WORK TASK. An exact transcription of all the entries below is required.

SUPPLIED MATERIAL.
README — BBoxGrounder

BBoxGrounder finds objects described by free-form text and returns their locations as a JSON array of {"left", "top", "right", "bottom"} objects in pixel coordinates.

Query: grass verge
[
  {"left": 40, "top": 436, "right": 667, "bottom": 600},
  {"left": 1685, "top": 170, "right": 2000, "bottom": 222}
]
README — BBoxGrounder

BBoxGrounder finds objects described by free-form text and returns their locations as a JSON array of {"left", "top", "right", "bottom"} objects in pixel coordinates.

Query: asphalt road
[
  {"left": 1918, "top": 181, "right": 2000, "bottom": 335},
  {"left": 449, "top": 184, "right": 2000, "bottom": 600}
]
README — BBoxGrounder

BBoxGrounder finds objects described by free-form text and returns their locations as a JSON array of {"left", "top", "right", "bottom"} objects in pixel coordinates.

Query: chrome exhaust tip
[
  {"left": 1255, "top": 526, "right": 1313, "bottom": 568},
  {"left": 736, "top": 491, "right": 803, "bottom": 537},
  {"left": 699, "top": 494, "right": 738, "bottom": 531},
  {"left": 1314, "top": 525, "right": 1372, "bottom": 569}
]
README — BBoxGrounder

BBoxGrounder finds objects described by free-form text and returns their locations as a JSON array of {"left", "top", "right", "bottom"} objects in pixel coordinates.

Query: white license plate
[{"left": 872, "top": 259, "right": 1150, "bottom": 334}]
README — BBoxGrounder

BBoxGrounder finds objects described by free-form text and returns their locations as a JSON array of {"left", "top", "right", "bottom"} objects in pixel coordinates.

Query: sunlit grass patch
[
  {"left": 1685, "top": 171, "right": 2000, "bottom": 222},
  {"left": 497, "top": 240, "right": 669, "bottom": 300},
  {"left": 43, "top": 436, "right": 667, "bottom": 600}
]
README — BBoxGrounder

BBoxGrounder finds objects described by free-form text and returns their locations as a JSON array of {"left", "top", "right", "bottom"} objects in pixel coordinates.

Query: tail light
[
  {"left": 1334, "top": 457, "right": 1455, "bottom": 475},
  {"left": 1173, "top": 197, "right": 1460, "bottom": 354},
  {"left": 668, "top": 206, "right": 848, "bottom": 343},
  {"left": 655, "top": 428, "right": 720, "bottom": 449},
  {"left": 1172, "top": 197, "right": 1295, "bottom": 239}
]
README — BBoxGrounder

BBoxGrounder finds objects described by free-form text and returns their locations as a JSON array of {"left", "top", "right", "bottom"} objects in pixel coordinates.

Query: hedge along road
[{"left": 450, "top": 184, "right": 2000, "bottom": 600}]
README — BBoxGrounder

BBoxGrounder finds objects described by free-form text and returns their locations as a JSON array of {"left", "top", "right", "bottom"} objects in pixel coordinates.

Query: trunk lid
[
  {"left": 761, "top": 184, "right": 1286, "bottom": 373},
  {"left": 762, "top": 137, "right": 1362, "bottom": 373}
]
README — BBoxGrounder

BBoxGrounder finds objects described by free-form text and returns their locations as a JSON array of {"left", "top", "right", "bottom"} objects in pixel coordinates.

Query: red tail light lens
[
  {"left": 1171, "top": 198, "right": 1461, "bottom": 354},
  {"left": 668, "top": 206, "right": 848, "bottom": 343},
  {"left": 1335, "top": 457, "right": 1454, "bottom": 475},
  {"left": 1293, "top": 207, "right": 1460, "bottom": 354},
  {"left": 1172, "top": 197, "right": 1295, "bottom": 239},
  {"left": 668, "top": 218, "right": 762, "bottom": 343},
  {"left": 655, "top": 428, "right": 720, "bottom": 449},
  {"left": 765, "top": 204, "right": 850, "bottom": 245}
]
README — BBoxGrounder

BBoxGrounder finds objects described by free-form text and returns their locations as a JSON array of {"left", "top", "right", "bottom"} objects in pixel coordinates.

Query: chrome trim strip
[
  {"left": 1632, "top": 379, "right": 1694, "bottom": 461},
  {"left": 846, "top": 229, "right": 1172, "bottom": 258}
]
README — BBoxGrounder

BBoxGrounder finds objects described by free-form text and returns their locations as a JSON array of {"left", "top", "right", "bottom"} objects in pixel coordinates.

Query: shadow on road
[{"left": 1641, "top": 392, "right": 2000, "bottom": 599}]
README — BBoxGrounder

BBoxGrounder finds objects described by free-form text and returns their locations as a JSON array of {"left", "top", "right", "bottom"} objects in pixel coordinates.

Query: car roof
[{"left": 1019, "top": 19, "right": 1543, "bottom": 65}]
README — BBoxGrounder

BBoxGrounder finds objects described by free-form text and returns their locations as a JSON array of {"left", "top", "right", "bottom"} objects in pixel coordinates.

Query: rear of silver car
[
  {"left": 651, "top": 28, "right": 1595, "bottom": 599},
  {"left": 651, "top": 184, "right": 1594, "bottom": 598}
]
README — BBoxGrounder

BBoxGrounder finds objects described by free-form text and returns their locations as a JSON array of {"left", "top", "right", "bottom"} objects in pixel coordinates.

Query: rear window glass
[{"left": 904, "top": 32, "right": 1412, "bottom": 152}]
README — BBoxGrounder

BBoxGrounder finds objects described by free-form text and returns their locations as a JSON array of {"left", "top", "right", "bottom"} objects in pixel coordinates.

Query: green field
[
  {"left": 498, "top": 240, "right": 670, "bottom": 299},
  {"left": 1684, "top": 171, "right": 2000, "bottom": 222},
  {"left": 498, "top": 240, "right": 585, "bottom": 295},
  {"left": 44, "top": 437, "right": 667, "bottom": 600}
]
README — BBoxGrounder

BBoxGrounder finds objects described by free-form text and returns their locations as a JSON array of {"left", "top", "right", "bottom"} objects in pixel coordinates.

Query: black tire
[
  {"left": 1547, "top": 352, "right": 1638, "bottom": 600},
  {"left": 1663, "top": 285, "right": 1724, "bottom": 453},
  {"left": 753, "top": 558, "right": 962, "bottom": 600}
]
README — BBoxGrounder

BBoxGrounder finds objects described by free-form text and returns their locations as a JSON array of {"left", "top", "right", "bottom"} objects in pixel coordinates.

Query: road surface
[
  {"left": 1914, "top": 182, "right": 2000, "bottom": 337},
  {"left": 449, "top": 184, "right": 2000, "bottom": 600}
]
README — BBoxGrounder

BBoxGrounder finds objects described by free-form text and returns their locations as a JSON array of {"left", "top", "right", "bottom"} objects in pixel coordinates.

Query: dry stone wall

OUTPUT FOR THIS EXERCISE.
README — BBoxGrounder

BBoxGrounder finds objects described by free-form text and returns their locations as a JSON array of {"left", "top", "right", "bottom"} objects in pixel coordinates.

Query: grass verge
[
  {"left": 40, "top": 436, "right": 667, "bottom": 600},
  {"left": 1685, "top": 170, "right": 2000, "bottom": 222}
]
README — BBoxGrounder

BBoxGrounder finds objects described by free-form text and returns their locations as a JSON array of {"left", "top", "right", "bottom"} objects in pixel coordinates.

Query: asphalt road
[
  {"left": 1918, "top": 181, "right": 2000, "bottom": 335},
  {"left": 449, "top": 184, "right": 2000, "bottom": 600}
]
README — BBoxGrounder

BBoxGrounder finds objects described by free-form text and returns their locations as a JSON array of {"left", "top", "right", "bottom"} objects in pixel coordinates.

Query: chrome exhaust tip
[
  {"left": 1255, "top": 526, "right": 1313, "bottom": 568},
  {"left": 736, "top": 491, "right": 803, "bottom": 537},
  {"left": 699, "top": 494, "right": 738, "bottom": 531},
  {"left": 1314, "top": 525, "right": 1372, "bottom": 569}
]
README — BBoxGrounder

BBoxGrounder finds objects described by free-form text and returns their locations as a JSON array of {"left", "top", "right", "bottom"} objects in pixel coordinates.

Query: white license plate
[{"left": 872, "top": 259, "right": 1150, "bottom": 334}]
README — BBoxGrounder

BBoxGrounder finds objects described by free-form text and returns their locations as a JSON array of {"left", "top", "right", "bottom"} objects in pixel coordinates.

Query: sunlit grass patch
[
  {"left": 1685, "top": 171, "right": 2000, "bottom": 222},
  {"left": 497, "top": 240, "right": 669, "bottom": 300},
  {"left": 43, "top": 436, "right": 667, "bottom": 600}
]
README — BBoxGrounder

BBoxGrounder finds objects described by free-form text and returns their locations as a JSON array of {"left", "top", "right", "bottom"} objects in pixel coordinates.

Query: tail light
[
  {"left": 1334, "top": 457, "right": 1455, "bottom": 475},
  {"left": 1173, "top": 197, "right": 1460, "bottom": 354},
  {"left": 668, "top": 206, "right": 848, "bottom": 343},
  {"left": 655, "top": 428, "right": 720, "bottom": 449},
  {"left": 1172, "top": 197, "right": 1295, "bottom": 239}
]
README — BBoxGrounder

BBoxGrounder finds objects described by free-form text and returns their locations as a JSON array of {"left", "top", "right", "bottom"} objects in pixel coordinates.

Query: hedge along road
[{"left": 450, "top": 184, "right": 2000, "bottom": 600}]
README — BBoxGrounder

BBoxGrounder finds objects described by free-form text and returns their locations as a JSON array of {"left", "top", "right", "bottom"} objects in pixel coordinates.

Query: trunk lid
[
  {"left": 761, "top": 184, "right": 1286, "bottom": 373},
  {"left": 762, "top": 137, "right": 1362, "bottom": 373}
]
README — BBoxGrounder

BBoxGrounder finds objects described by free-form text and returns their locations as a JSON array of {"left", "top", "right", "bottom"} objects in pixel coordinates.

Query: red tail light lens
[
  {"left": 1171, "top": 198, "right": 1461, "bottom": 354},
  {"left": 668, "top": 206, "right": 848, "bottom": 343},
  {"left": 1335, "top": 457, "right": 1454, "bottom": 475},
  {"left": 1293, "top": 207, "right": 1460, "bottom": 354},
  {"left": 1172, "top": 197, "right": 1295, "bottom": 239},
  {"left": 668, "top": 218, "right": 762, "bottom": 343},
  {"left": 655, "top": 428, "right": 720, "bottom": 449},
  {"left": 765, "top": 204, "right": 850, "bottom": 245}
]
README — BBoxGrounder

BBoxGrounder finds objects described by free-form text and returns their locations as a JSON array of {"left", "top", "right", "bottom"} objects in pixel coordinates.

Query: chrome trim strip
[
  {"left": 1632, "top": 379, "right": 1694, "bottom": 461},
  {"left": 846, "top": 229, "right": 1172, "bottom": 258}
]
README — BBoxGrounder

BBoxGrounder finds objects described by free-form text and returns their locations as a JSON array of {"left", "top", "right", "bottom"} objects in pixel coordinates.

Query: shadow on road
[{"left": 1641, "top": 392, "right": 2000, "bottom": 599}]
README — BBoxGrounder

BBoxGrounder finds objects described by free-form text and returns their locations as a JSON array of {"left", "top", "right", "bottom"} objects in pixel coordinates.

Query: car roof
[{"left": 1019, "top": 19, "right": 1543, "bottom": 65}]
README — BBoxGrounder

BBoxGrounder finds objects described by free-form text and returns their locations as a JSON array of {"left", "top", "right", "bottom"} objects in pixel coordinates.

Query: rear of silver car
[
  {"left": 651, "top": 28, "right": 1595, "bottom": 599},
  {"left": 651, "top": 184, "right": 1594, "bottom": 598}
]
README — BBoxGrounder

BBoxGrounder finds objects described by free-form text and returns their locations as a JSON array of {"left", "top", "right", "bottom"} objects in pixel coordinates.

Query: rear window glass
[{"left": 904, "top": 32, "right": 1412, "bottom": 152}]
README — BBoxGrounder

BBoxGrounder finds objects described by free-form text and returns their locations as a JSON array of {"left", "top", "right", "bottom"} objects in pixel coordinates.

Query: green field
[
  {"left": 498, "top": 240, "right": 670, "bottom": 299},
  {"left": 1684, "top": 171, "right": 2000, "bottom": 222},
  {"left": 498, "top": 240, "right": 585, "bottom": 295},
  {"left": 44, "top": 437, "right": 667, "bottom": 600}
]
README — BBoxGrounder

BBoxGrounder finds objects described by free-form text and returns their locations as a JSON array of {"left", "top", "right", "bottom"} objects in pixel coordinates.

Query: black tire
[
  {"left": 1547, "top": 352, "right": 1638, "bottom": 600},
  {"left": 1663, "top": 285, "right": 1724, "bottom": 453},
  {"left": 753, "top": 558, "right": 962, "bottom": 600}
]
README — BBoxGrounder

BBoxGrounder finds objects described by free-form text and returns their locations as a JSON array of {"left", "top", "right", "bottom"} objects in pixel coordinates.

Query: road surface
[
  {"left": 1914, "top": 182, "right": 2000, "bottom": 337},
  {"left": 449, "top": 184, "right": 2000, "bottom": 600}
]
README — BBoxGrounder

BBoxGrounder finds objects described by free-form text and returns their locations as a JSON array of {"left", "top", "right", "bottom"} objects in pixel coordinates.

Query: dry stone wall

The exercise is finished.